Directions for this task: Reproduce the passage of the essay on real estate prices and desegregation from "What Martin Luther" up to and including "thought of that?".

Source passage:
↓

Real Estate Prices and Martin Luther King, Jr.
What Martin Luther King, Jr. was unable to completely accomplish during the Civil Rights Marches of the sixties is happening now, in cities where segregation was most problematic. The strange thing is that inner-city blacks are now coalescing on the other side of the issue. Their complaint? Whites buying them out of black ghettoes at big prices.
Unintended consequences have turned the housing boom (or bubble) into a de-segregator. I wonder what King would have thought of that?
When I was a kid in 40’s and 50’s Evanston, Illinois, the city boasted the outstanding amenity of being home to Northwestern University, which kept it from being a mere bedroom suburb of Chicago. It also had a ‘black belt,’ which had nothing to do with karate and much to do with who was allowed to live where. The balconies of its many movie theatres were reserved for blacks and, although restaurants were not officially segregated, a well dressed black family could wait a very long time to be served.
Evanston Township High School was integrated, as were a most of the grade schools, but the (all white) Swimming Team practiced at the YMCA (also ‘restricted’) because white parents had repeatedly turned down referendums to build a high school pool. Not hard to draw a conclusion from that, yet Evanston seemed a racially uncomplicated city, at least to my young, growing-up self.
So, here we are, sixty years later and Seattle and Portland, Oregon are in the news. Their crime is not segregation this time, but desegregation. Blaine Harden’s WaPo article quotes Charles Ford, five years older than I am and a self-described Portland black activist; "The heart of the black community is gone. There ain't no center anymore."

↑

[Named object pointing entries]
↓

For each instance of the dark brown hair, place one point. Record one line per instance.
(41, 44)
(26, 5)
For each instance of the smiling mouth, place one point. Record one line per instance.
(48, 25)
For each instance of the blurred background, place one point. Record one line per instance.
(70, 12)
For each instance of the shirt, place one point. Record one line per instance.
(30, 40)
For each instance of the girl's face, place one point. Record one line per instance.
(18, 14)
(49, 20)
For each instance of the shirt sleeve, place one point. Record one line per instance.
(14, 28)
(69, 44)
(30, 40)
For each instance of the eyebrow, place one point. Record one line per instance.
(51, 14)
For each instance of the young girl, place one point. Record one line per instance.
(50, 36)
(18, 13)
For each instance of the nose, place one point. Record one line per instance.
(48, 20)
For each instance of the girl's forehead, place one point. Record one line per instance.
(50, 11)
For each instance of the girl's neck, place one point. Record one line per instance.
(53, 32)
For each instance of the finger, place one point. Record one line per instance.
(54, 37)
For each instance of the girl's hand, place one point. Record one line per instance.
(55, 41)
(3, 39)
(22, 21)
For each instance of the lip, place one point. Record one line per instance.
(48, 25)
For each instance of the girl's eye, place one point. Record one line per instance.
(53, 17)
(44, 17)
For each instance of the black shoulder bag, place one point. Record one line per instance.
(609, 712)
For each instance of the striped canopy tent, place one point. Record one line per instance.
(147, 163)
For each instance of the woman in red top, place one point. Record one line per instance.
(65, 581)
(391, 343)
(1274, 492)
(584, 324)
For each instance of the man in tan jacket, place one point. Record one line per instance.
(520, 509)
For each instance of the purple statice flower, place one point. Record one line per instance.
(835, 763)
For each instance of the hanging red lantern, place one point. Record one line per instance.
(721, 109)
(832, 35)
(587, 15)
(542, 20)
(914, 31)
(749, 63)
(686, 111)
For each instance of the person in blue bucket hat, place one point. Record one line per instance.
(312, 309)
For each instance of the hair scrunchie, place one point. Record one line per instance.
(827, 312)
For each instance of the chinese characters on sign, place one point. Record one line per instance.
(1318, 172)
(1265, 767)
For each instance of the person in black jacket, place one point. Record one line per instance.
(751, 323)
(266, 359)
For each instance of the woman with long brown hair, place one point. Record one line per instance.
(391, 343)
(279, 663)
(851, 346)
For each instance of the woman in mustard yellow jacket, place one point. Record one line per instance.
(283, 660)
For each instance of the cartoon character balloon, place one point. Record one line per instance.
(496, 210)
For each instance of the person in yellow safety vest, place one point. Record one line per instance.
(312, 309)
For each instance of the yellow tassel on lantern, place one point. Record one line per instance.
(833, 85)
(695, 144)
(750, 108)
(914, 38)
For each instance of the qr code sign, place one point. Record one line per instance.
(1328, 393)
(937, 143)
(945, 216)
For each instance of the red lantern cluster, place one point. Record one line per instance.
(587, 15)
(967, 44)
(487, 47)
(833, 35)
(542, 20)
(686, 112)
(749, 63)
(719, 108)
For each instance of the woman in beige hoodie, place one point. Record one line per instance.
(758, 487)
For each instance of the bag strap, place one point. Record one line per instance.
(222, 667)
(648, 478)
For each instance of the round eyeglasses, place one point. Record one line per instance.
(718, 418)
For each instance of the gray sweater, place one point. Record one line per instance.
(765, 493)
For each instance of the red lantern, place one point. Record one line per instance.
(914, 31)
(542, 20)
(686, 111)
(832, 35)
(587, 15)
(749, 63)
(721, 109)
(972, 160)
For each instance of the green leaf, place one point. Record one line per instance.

↑

Answer in full:
What Martin Luther King, Jr. was unable to completely accomplish during the Civil Rights Marches of the sixties is happening now, in cities where segregation was most problematic. The strange thing is that inner-city blacks are now coalescing on the other side of the issue. Their complaint? Whites buying them out of black ghettoes at big prices.
Unintended consequences have turned the housing boom (or bubble) into a de-segregator. I wonder what King would have thought of that?